Task objective — Return nothing but the lines from the line containing "Q: For every instance of the kitchen" through the last line of the records, reproduced exactly.

:: Records for the exercise ::

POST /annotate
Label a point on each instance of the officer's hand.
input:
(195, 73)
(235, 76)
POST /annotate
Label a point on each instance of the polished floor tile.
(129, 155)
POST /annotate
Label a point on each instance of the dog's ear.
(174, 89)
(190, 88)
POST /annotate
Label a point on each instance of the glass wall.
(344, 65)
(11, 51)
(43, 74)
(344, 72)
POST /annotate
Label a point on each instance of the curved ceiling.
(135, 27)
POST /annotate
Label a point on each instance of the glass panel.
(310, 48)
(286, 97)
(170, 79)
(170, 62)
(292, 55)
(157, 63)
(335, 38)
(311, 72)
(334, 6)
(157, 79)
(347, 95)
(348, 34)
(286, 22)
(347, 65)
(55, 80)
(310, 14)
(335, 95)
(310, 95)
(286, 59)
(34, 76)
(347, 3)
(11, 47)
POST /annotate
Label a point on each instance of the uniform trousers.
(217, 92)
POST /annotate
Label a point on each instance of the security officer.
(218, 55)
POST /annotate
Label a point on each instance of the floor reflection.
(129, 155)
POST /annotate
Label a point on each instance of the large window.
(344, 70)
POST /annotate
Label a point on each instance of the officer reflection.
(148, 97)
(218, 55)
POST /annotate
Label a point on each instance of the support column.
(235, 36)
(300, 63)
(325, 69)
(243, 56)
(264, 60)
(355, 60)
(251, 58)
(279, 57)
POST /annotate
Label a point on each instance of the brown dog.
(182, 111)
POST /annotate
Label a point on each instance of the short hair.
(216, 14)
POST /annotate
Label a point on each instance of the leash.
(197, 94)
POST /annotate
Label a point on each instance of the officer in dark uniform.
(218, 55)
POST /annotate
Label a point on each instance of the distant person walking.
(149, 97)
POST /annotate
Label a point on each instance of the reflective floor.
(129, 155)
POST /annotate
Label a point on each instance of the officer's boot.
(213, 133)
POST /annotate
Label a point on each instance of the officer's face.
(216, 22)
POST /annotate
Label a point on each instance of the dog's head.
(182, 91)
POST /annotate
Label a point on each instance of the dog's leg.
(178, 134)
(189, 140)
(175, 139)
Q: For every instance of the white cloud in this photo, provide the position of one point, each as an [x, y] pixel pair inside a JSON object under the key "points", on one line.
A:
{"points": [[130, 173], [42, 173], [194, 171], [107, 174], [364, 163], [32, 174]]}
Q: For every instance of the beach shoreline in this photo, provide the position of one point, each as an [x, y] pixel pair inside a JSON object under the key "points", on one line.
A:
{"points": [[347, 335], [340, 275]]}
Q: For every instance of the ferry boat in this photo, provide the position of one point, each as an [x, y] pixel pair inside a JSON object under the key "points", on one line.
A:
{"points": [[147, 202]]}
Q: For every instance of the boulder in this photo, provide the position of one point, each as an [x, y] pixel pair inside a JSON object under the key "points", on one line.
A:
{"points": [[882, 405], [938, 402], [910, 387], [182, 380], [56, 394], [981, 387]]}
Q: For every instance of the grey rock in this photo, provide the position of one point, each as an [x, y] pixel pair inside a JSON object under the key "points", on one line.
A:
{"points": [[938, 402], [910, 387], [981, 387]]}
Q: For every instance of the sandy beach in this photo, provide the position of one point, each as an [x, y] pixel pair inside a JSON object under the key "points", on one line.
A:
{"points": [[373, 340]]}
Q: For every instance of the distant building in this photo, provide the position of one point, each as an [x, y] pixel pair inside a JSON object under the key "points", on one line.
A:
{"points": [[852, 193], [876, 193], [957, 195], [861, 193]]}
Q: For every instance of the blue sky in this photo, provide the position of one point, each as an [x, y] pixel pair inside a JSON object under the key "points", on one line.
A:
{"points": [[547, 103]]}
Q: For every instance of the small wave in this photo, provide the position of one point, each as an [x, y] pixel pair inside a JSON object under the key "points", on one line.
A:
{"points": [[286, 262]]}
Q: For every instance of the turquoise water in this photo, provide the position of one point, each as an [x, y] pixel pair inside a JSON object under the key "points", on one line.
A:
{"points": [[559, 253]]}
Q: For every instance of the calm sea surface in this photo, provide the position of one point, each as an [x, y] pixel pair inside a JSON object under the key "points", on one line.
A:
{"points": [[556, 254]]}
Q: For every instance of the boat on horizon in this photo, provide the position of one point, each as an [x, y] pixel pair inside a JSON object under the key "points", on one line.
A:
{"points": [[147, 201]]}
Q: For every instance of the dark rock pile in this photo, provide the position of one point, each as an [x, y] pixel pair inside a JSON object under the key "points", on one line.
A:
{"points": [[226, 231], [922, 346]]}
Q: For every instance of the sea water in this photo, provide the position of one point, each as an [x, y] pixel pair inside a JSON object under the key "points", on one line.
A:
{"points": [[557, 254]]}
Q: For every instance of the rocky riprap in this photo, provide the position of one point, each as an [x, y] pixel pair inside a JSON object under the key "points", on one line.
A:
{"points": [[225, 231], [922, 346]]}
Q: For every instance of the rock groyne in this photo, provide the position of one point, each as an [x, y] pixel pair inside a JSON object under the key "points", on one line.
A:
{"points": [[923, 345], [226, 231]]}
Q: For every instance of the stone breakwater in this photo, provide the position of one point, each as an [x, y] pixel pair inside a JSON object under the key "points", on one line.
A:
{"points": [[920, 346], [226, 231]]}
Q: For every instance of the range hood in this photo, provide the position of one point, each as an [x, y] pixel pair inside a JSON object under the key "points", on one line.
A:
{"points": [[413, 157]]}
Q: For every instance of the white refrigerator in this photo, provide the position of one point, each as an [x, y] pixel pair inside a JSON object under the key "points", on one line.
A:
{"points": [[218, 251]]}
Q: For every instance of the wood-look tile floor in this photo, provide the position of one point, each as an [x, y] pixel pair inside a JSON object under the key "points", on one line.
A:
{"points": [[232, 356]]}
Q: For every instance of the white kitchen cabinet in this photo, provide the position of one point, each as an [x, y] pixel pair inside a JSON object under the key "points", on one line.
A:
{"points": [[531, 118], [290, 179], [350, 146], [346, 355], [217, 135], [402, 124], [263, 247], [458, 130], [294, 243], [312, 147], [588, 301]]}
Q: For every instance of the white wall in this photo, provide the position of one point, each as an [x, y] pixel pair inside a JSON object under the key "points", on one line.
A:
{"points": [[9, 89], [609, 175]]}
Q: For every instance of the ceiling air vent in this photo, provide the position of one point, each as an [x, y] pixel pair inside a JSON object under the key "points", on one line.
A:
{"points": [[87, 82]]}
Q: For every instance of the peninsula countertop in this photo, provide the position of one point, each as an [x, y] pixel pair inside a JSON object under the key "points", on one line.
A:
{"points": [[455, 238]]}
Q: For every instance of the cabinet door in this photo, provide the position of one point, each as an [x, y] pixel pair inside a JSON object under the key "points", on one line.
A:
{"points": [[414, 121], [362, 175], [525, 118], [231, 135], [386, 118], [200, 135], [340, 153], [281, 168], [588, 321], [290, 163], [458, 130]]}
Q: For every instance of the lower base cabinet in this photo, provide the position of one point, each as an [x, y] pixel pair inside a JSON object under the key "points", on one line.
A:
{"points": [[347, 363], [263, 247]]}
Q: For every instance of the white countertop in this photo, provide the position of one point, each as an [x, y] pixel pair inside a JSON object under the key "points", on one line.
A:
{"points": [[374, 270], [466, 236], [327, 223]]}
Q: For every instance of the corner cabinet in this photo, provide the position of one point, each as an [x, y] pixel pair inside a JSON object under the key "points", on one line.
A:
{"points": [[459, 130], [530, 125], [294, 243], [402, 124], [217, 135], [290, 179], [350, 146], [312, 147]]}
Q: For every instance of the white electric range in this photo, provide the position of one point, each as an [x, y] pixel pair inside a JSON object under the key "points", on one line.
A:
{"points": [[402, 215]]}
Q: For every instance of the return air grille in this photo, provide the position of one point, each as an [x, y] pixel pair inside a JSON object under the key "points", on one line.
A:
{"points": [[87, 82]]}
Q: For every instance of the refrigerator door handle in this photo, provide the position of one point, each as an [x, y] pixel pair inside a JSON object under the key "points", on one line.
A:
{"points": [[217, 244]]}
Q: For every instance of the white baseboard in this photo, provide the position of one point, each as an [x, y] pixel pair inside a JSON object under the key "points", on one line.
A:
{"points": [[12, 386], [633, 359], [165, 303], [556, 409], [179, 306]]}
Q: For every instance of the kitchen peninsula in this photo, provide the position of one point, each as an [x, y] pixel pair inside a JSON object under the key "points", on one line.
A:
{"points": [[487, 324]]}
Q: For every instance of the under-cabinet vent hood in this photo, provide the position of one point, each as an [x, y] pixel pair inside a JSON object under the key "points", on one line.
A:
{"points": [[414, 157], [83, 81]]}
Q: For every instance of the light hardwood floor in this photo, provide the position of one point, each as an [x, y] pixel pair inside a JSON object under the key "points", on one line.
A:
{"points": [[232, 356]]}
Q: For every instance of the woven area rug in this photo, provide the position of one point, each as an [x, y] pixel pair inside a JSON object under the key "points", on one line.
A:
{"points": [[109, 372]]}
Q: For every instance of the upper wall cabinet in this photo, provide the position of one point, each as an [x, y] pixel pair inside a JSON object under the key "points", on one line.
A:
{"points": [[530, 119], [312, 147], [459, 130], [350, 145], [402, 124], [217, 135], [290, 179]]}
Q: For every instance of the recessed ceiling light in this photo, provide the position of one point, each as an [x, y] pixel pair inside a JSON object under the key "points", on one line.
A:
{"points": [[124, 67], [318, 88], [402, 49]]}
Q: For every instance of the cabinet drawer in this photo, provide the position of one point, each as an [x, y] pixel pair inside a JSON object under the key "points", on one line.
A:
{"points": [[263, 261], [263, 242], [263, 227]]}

:::

Answer to the exercise —
Q: For every instance of the kitchen peninsula in this photo, provide the position of one point, each as an [x, y] pixel pair inside a JSON object under the key "points", on one line.
A:
{"points": [[487, 324]]}
Q: For every instance of the under-cabinet vent hood in this photo, provide the position of one point, each as an [x, y] pixel pair inside a JSON object under the key "points", on one line.
A:
{"points": [[414, 157], [83, 81]]}
Q: For every instance of the light hardwood floor in this photo, provide the position of one point, each as an [x, y] pixel pair inside a JSON object under the key "points", on one line.
A:
{"points": [[232, 356]]}
Q: For every instance of the woven area rug in this photo, provide the position of one point, each as an [x, y] pixel pair inside a JSON object under the key "points", on one line.
A:
{"points": [[109, 372]]}
Q: For every instance of the upper wall cabinet in this photo, provide the position of one point, each as an [x, y] pixel pair inside a JSON object under the key "points", on one line.
A:
{"points": [[530, 119], [312, 147], [459, 130], [350, 145], [402, 124], [217, 135], [290, 179]]}
Q: For every instance of the recessed ceiling light in this photo, provide the position of one point, each as an [x, y] pixel pair inside a JSON object under the key "points", on one line.
A:
{"points": [[124, 67], [318, 88], [402, 49]]}
Q: For every instance of the cabinet drawer in this photo, provide the position of one point, each as an [x, y] pixel pair inside a JSON object under the key "points", on one line.
A:
{"points": [[263, 261], [263, 242], [263, 227]]}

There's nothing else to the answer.